### WHAT THE TASK REQUIRES
Please quote the material exactly, every line of it.

### PROVIDED DATA
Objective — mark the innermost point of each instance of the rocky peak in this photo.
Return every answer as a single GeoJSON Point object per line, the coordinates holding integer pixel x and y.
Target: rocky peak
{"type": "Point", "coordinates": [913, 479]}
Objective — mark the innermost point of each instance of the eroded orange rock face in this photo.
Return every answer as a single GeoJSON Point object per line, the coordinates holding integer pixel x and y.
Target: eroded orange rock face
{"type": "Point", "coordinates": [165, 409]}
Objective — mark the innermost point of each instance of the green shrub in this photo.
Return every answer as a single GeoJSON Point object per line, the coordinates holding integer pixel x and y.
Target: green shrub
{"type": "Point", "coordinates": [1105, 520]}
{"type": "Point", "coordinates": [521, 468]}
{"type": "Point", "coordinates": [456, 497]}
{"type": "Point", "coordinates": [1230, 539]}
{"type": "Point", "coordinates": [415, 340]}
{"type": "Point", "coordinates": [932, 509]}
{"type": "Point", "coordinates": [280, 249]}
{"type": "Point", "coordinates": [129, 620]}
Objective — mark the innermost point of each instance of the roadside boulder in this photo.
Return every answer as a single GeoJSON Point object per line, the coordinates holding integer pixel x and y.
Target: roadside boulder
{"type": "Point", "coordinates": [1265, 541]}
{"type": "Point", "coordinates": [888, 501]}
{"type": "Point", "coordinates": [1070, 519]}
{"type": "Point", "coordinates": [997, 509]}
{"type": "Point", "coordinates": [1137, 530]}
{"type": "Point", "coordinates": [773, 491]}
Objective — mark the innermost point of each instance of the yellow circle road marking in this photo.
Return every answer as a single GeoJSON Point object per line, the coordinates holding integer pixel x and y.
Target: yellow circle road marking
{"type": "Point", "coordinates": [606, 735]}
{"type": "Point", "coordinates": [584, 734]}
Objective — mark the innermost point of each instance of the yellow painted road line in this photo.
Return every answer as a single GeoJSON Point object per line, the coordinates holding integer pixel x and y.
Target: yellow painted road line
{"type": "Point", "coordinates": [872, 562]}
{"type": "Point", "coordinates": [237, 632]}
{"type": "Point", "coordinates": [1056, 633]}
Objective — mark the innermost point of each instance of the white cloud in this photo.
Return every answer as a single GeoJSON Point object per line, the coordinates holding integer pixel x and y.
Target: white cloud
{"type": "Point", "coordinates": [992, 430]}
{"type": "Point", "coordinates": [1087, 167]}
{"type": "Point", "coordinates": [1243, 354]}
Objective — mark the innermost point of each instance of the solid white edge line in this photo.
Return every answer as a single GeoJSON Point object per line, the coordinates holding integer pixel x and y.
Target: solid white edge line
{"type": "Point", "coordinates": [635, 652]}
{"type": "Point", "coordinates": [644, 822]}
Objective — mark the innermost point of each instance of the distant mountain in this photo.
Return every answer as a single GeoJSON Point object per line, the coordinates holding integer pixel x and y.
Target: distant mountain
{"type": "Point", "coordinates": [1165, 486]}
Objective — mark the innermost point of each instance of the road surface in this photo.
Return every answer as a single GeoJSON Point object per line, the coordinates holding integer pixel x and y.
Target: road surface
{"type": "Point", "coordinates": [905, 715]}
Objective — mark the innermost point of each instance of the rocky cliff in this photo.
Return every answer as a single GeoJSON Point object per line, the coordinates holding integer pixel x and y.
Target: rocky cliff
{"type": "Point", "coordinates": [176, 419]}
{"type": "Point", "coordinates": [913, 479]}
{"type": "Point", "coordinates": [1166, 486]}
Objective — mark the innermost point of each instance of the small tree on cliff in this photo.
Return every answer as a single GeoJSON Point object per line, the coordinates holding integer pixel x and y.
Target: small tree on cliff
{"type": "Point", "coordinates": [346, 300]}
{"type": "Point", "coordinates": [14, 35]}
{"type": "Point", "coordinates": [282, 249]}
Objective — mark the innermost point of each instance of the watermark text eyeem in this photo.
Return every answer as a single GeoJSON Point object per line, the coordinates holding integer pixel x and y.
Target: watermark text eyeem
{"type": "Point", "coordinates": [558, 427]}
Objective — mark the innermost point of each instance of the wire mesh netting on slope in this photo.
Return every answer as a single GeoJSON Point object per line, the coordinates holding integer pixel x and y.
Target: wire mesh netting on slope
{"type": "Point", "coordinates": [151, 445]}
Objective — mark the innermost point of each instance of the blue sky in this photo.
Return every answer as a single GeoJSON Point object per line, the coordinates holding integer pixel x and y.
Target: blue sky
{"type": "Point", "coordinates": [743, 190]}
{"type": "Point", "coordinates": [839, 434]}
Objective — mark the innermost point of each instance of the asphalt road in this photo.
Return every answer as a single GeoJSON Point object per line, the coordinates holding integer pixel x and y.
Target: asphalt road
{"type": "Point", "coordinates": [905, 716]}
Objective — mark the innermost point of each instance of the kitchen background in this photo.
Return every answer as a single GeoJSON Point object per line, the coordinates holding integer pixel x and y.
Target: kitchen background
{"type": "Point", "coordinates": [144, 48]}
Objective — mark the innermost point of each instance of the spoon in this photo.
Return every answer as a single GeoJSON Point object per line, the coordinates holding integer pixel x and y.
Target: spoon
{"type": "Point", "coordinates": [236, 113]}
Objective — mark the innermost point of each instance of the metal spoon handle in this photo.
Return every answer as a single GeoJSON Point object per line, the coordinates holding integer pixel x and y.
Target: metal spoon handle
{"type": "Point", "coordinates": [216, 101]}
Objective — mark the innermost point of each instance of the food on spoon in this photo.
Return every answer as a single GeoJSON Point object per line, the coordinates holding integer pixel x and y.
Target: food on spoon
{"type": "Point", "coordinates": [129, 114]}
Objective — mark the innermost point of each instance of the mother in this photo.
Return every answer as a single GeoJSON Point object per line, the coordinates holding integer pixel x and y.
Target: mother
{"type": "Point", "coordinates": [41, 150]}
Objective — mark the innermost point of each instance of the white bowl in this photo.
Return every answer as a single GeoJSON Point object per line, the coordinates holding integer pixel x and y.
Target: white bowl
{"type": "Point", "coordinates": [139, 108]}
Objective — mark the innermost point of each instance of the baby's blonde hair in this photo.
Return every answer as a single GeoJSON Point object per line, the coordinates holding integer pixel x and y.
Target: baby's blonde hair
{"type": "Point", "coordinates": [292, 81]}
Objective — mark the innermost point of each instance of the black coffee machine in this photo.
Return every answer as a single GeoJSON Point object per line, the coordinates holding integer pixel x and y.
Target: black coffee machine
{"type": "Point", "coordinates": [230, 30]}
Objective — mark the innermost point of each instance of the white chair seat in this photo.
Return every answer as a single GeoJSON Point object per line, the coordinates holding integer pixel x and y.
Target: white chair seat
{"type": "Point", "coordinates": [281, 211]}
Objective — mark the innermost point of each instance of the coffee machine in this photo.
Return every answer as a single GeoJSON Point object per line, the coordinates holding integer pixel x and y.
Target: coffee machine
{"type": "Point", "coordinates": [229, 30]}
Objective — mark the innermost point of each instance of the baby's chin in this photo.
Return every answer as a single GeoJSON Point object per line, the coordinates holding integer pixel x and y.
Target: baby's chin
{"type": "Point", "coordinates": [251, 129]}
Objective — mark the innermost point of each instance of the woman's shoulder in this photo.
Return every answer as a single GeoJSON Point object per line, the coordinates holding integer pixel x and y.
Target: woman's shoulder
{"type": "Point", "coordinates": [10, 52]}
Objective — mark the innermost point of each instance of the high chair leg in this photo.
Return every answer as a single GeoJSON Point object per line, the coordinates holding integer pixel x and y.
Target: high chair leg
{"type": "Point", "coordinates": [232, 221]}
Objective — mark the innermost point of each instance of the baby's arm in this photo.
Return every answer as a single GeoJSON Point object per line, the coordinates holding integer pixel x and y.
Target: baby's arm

### EXERCISE RESPONSE
Objective — mark the innermost point of each instance of the rocky peak in this photo.
Return every answer as a single GeoJSON Point object per line, the coordinates holding integer pixel x and y.
Target: rocky peak
{"type": "Point", "coordinates": [913, 479]}
Objective — mark the innermost point of each instance of the eroded orange rock face in this photo.
Return every answer as a single GeoJSON Point object per line, the coordinates holding integer pixel x and y.
Target: eroded orange rock face
{"type": "Point", "coordinates": [165, 409]}
Objective — mark the innermost point of each instance of the green shrub in this photo.
Return every answer as a single GeoJSON Point object per line, the coordinates holding integer pixel x and y.
Target: green shrub
{"type": "Point", "coordinates": [1105, 520]}
{"type": "Point", "coordinates": [521, 468]}
{"type": "Point", "coordinates": [456, 497]}
{"type": "Point", "coordinates": [1230, 539]}
{"type": "Point", "coordinates": [415, 340]}
{"type": "Point", "coordinates": [932, 509]}
{"type": "Point", "coordinates": [280, 249]}
{"type": "Point", "coordinates": [129, 620]}
Objective — mark the innermost point of each instance of the roadside boulder in this photo.
Return every answer as a single GeoJSON Point object per line, the coordinates holding integer pixel x and y.
Target: roadside boulder
{"type": "Point", "coordinates": [1265, 541]}
{"type": "Point", "coordinates": [888, 501]}
{"type": "Point", "coordinates": [1070, 519]}
{"type": "Point", "coordinates": [997, 509]}
{"type": "Point", "coordinates": [1137, 530]}
{"type": "Point", "coordinates": [773, 491]}
Objective — mark the innermost point of each instance of the yellow circle road marking in this photo.
Return every answer as a single GeoJSON Point object per line, the coordinates holding integer pixel x and y.
Target: yellow circle road marking
{"type": "Point", "coordinates": [606, 735]}
{"type": "Point", "coordinates": [584, 734]}
Objective — mark the innermost point of each instance of the yellow painted road line in this photo.
Return every answer as a single GeoJSON Point object per line, the coordinates holding integer pixel x and y.
Target: yellow painted road line
{"type": "Point", "coordinates": [872, 562]}
{"type": "Point", "coordinates": [237, 632]}
{"type": "Point", "coordinates": [1056, 633]}
Objective — mark the innermost point of each instance of the white cloud in this photo.
Return every answer as a single GeoJSON Point object per line, the coordinates holding integer pixel x and y.
Target: white cloud
{"type": "Point", "coordinates": [992, 430]}
{"type": "Point", "coordinates": [1087, 167]}
{"type": "Point", "coordinates": [1243, 354]}
Objective — mark the innermost point of each instance of the solid white edge line in this photo.
Return every answer as a single GeoJSON Point object per line, the coordinates holding integer pixel x and y.
Target: solid white edge line
{"type": "Point", "coordinates": [635, 652]}
{"type": "Point", "coordinates": [644, 822]}
Objective — mark the innermost point of each instance of the distant mountain in this photo.
Return every answer as a single GeoJSON Point object per line, the coordinates holding integer pixel x and y.
Target: distant mountain
{"type": "Point", "coordinates": [1165, 486]}
Objective — mark the innermost point of each instance of the road surface in this photo.
Return every answer as a single GeoJSON Point object per line, the coordinates holding integer pixel x and y.
Target: road surface
{"type": "Point", "coordinates": [905, 715]}
Objective — mark the innermost point of each instance of the rocky cliff in this photo.
Return every answer as a single GeoJSON Point object per line, the coordinates holding integer pixel x and y.
Target: rocky cliff
{"type": "Point", "coordinates": [176, 419]}
{"type": "Point", "coordinates": [913, 479]}
{"type": "Point", "coordinates": [1166, 486]}
Objective — mark the innermost point of each instance of the small tree on cliff in this photo.
Return every answer as a single GeoJSON Point object per line, the coordinates holding integer pixel x and y.
Target: small tree on cliff
{"type": "Point", "coordinates": [346, 300]}
{"type": "Point", "coordinates": [14, 35]}
{"type": "Point", "coordinates": [282, 249]}
Objective — mark the innermost point of each instance of the watermark text eyeem in this photo.
Return every answer as a single GeoJSON Point object per line, the coordinates holding integer pixel x and y.
Target: watermark text eyeem
{"type": "Point", "coordinates": [558, 427]}
Objective — mark the innermost point of each instance of the wire mesh netting on slope in this photo.
Return every answer as a single GeoJSON Point object per line, the coordinates holding integer pixel x and y.
Target: wire mesh netting on slope
{"type": "Point", "coordinates": [151, 445]}
Objective — mark the innermost point of each instance of the blue sky in this photo.
Return every answer as a single GeoJSON Point object per line, the coordinates holding integer pixel x and y.
Target: blue sky
{"type": "Point", "coordinates": [743, 190]}
{"type": "Point", "coordinates": [839, 434]}
Objective — mark the innermost point of each instance of the asphalt road in this photo.
Return every answer as a single GeoJSON Point object per line, the coordinates holding integer pixel x and y.
Target: asphalt road
{"type": "Point", "coordinates": [905, 716]}
Objective — mark the innermost point of each instance of the kitchen background in this photo.
Return every answer as a single GeoJSON Point object per line, the coordinates holding integer pixel x and y.
Target: kitchen background
{"type": "Point", "coordinates": [144, 48]}
Objective — mark the innermost point of each instance of the spoon in this photo.
Return every answer as a single GeoJSON Point object per line, the coordinates holding integer pixel x and y.
Target: spoon
{"type": "Point", "coordinates": [236, 113]}
Objective — mark the innermost point of each instance of the metal spoon handle in this photo.
Return every answer as a single GeoJSON Point object per line, the coordinates holding integer pixel x and y.
Target: metal spoon handle
{"type": "Point", "coordinates": [216, 101]}
Objective — mark the innermost point of each instance of the food on spoon in this photo.
Return every answer as a single GeoJSON Point object per line, the coordinates holding integer pixel x and y.
Target: food on spoon
{"type": "Point", "coordinates": [129, 114]}
Objective — mark the innermost point of each instance of the mother in this photo.
Return every answer as a single GeoJSON Point object per line, the coordinates holding integer pixel x and y.
Target: mother
{"type": "Point", "coordinates": [41, 150]}
Objective — mark the innermost point of each instance of the white bowl in this photo.
Return every answer as a single GeoJSON Point object per line, the coordinates holding integer pixel x and y.
Target: white bowl
{"type": "Point", "coordinates": [139, 108]}
Objective — mark the innermost point of each instance of the baby's blonde hair in this photo.
Return every answer as a single GeoJSON Point object per line, the coordinates holding integer pixel x and y.
Target: baby's blonde hair
{"type": "Point", "coordinates": [292, 81]}
Objective — mark the innermost point of each instance of the black coffee machine in this photo.
Return every answer as a single GeoJSON Point object per line, the coordinates holding integer pixel x and y.
Target: black coffee machine
{"type": "Point", "coordinates": [230, 30]}
Objective — mark the innermost point of each instance of the white chair seat in this photo.
Return every answer as a single GeoJSON Point object per line, the coordinates holding integer pixel x and y.
Target: white chair seat
{"type": "Point", "coordinates": [281, 211]}
Objective — mark the innermost point of each instance of the coffee machine in this photo.
Return every answer as a single GeoJSON Point object per line, the coordinates holding integer pixel x and y.
Target: coffee machine
{"type": "Point", "coordinates": [229, 30]}
Objective — mark the innermost point of each instance of the baby's chin in this photo.
Return every answer as a single GeoJSON Point object per line, the coordinates holding integer pixel x and y.
Target: baby's chin
{"type": "Point", "coordinates": [251, 129]}
Objective — mark the innermost point of each instance of the woman's shoulder in this photo.
Return every answer as a single GeoJSON Point object per line, the coordinates holding integer pixel x and y.
Target: woman's shoulder
{"type": "Point", "coordinates": [10, 52]}
Objective — mark the innermost point of each instance of the high chair leg in this photo.
Return every answer as a single GeoJSON Point object per line, the coordinates holding integer pixel x and y.
Target: high chair leg
{"type": "Point", "coordinates": [232, 221]}
Objective — mark the innermost point of each instance of the baby's arm in this photo.
Return every answer as a single GeoJSON Point object per line, the coordinates holding integer pixel x and y.
Target: baby's arm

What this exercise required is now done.